Search and replace in text files with Boost.Xpressive
What is the better approach with Boost to catch a file with some wildcard-prefixed variables and replace them by numerical values? Example: $ cat file.tmpl ============ var1 = $something ... ... $coord1 $coord2 ... $coordN ... ... ============ $ cat file.dat ============ var1 = 2.35323 ... ... 1.4 3.5 124 910 ... ... ============ The Boost libraries i know for regular expressions are Boost.Regex and Boost.Xpressive. I like the second, because it's header only, has static and dynamic regular expressions and uses it's own namespace. In other words, it incorporates the features of Boost.Regex in a more elegant way. As far as i know, Boost.Xpressive treats only std::string and C-like strings. What i need to do for work with text files? Put them inside a std::string? About the performance, the files has approximately 10^3 lines, the search and replace will be an issue? Regards, Júlio.
-----BEGIN PGP SIGNED MESSAGE----- Hash: SHA1 On 4/2/2011 8:23 AM, Júlio Hoffimann wrote: <snip>
As far as i know, Boost.Xpressive treats only std::string and C-like strings.
Not so. Both Boost.Xpressive and Boost.Regex work on bidirectional iterator.
What i need to do for work with text files? Put them inside a std::string?
That's one way. A more efficient way would be to memory-map the file, which I think you can do portably using Boost.Interprocess. That should give you a random-access iterator to the source file.
About the performance, the files has approximately 10^3 lines, the search and replace will be an issue?
You should use the version of regex_replace that takes an output iterator, and either write into a string or vector. They both grow their capacity exponentially (or should if your STL implementation is worth anything), so this is quite efficient. Or, with an ofstream iterator, you can write directly to a temporary output file. I think the latest version of Boost.Filesystem has a portable way to create temporary files. Then you can do whatever you want with the temp file. HTH, - -- Eric Niebler BoostPro Computing http://www.boostpro.com -----BEGIN PGP SIGNATURE----- Version: GnuPG v1.4.9 (MingW32) Comment: Using GnuPG with Mozilla - http://enigmail.mozdev.org/ iQEcBAEBAgAGBQJNlsyRAAoJEAeJsEDfjLbXQKEH/R/UFdXez0Nxp11nRqDuItUc OjlI0cbWJhS+vvKDmGhFbRAGLLUdaQ+8rrmEtuPhbyKv3khjlVklgtbQlMoC9bu+ RZrNgzVm2Ro1QcHG23NWsYky1NVuiaNXXHLB9kf05ibInzyVTvq3yewnBoXzMQ5o ynGFsSmbp+STAuESl/hUM+6yirqQHLXfuidBpXVFyTh/9TsL8FVYnsbrzxNrxwQB uhUYXCgPCxXC9MquxdH1MKNUcL1k9DQr7YGcZpHn6j+tsKHijEsfzn0Yy1KyMEIH Ljnx8dCszZrWobXUqjBVxMuK2m9ptbZeJfLfi/I6g9a5seoaPAdjIBl5zXo8qko= =t0HL -----END PGP SIGNATURE-----
Hi Eric,
Thank you for the perfect answer! Could you please guide me with some
classes/methods names in libraries you told?

# Pointing records:
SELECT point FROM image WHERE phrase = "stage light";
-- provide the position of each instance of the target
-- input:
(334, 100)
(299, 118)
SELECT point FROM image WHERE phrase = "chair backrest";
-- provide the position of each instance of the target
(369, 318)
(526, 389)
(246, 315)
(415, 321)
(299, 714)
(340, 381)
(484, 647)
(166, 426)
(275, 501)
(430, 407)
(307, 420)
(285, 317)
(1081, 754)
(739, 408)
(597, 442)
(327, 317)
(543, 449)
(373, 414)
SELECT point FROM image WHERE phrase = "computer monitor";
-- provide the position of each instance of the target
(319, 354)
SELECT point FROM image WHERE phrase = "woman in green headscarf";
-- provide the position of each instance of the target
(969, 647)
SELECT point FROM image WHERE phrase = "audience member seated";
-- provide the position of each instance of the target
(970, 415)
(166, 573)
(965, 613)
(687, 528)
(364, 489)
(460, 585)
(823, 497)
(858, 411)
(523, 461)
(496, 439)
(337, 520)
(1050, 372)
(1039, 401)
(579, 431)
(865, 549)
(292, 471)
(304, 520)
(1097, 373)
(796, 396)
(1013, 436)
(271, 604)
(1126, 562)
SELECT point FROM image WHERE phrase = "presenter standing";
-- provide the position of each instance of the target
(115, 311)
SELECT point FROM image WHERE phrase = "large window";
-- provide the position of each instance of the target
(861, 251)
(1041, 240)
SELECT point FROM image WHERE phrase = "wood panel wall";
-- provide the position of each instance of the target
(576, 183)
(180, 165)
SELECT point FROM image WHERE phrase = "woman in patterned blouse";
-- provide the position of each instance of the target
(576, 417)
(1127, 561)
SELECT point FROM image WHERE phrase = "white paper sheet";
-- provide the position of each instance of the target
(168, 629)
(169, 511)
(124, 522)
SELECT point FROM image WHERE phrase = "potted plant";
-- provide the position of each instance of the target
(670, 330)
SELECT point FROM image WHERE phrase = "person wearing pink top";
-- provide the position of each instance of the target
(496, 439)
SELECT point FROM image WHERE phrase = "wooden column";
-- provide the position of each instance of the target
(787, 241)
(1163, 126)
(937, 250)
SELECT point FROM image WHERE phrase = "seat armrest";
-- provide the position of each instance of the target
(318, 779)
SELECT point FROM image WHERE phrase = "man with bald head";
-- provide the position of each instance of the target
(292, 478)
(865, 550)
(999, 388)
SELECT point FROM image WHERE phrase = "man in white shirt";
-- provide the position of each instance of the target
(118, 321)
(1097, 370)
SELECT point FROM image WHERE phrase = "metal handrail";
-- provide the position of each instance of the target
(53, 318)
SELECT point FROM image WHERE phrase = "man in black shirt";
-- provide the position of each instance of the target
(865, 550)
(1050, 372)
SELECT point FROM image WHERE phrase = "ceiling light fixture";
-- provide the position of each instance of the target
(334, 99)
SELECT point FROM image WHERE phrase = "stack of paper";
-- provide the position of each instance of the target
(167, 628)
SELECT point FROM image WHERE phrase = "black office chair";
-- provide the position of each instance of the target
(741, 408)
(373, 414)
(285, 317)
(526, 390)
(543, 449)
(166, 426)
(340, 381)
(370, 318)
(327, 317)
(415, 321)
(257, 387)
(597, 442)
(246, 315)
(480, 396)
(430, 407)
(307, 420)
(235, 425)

# What you should do:
Copy the passage of the Boost.Xpressive thread from "Not so. Both" to "the source file." word for word.

# Task response:
Not so. Both Boost.Xpressive and Boost.Regex work on bidirectional iterator.
What i need to do for work with text files? Put them inside a std::string?
That's one way. A more efficient way would be to memory-map the file, which I think you can do portably using Boost.Interprocess. That should give you a random-access iterator to the source file.